## DOCUMENT TEXT:
#####

This seems like a good time to talk about my efforts to get more sleep—both from a quantity and quality standpoint.
After purchasing a Zeo clock and registering at their website, you’re given the opportunity to go through a 7 step coaching process. It’s not what I would call an intensive program, but it does make you stop and reconsider some of your assumptions about your lifestyle and how it affects your sleep.
Steps in the plan include evaluations of diet, pre-bedtime activity, bedroom environment and interaction with your housemates (pets, kids, spouse, etc).
With that all in mind, here’s how my scores look:
As you can see, the trends indicate that I've been more or less steady with an average “ZQ” score of 92. That score is based on several factors, but mostly on restorative sleep (Deep and REM).
What are not captured in any of the data are the techniques I've learned for getting to sleep sooner. I've managed to unlock a couple of the keys to getting to sleep sooner—which for me has been the major obstacle to getting quality sleep.
First, I've come to understand that I need about an hour to power down and be ready to fall asleep. For me, that means the TV, computer, etc, all need to be shut off by about 9:30.
Second, the human body produces melatonin in response to darkness. Likewise, bright light tends to stifle melatonin production. So during that last hour, the bright lights stay off. Most significantly, I don’t brush my teeth with the vanity lights on over the mirror. Light in the rooms around my bathroom sink are adequate enough. It seems like a small thing, but it’s making a difference.

#####

## DATA EXCERPTS:
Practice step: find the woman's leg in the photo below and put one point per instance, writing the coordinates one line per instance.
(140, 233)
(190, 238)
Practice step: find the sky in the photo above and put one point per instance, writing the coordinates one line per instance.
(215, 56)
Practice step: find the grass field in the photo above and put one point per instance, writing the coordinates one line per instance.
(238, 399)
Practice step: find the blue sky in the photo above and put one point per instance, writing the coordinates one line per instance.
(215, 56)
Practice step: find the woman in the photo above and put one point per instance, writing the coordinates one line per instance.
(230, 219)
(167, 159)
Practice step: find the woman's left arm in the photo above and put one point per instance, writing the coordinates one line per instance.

#####

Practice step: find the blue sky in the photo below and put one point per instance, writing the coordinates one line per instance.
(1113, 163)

#####

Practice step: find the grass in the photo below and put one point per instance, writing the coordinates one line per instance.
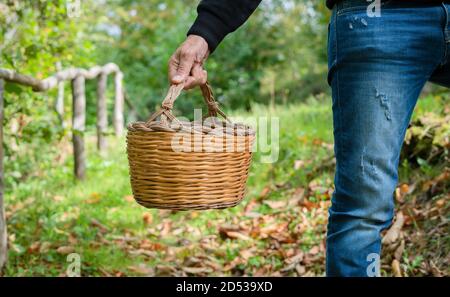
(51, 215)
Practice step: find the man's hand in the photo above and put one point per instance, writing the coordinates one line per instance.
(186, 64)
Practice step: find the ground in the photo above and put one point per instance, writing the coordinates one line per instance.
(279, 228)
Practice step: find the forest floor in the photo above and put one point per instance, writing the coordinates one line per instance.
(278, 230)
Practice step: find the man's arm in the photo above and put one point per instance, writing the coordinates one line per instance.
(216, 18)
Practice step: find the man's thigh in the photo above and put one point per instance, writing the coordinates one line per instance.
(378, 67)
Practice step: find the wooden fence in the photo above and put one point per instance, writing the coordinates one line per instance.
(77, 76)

#####

## DIRECTIONS:
Return the passage of the sleep text that runs from "This seems like" through "affects your sleep.", copied word for word.

## TASK ANSWER:
This seems like a good time to talk about my efforts to get more sleep—both from a quantity and quality standpoint.
After purchasing a Zeo clock and registering at their website, you’re given the opportunity to go through a 7 step coaching process. It’s not what I would call an intensive program, but it does make you stop and reconsider some of your assumptions about your lifestyle and how it affects your sleep.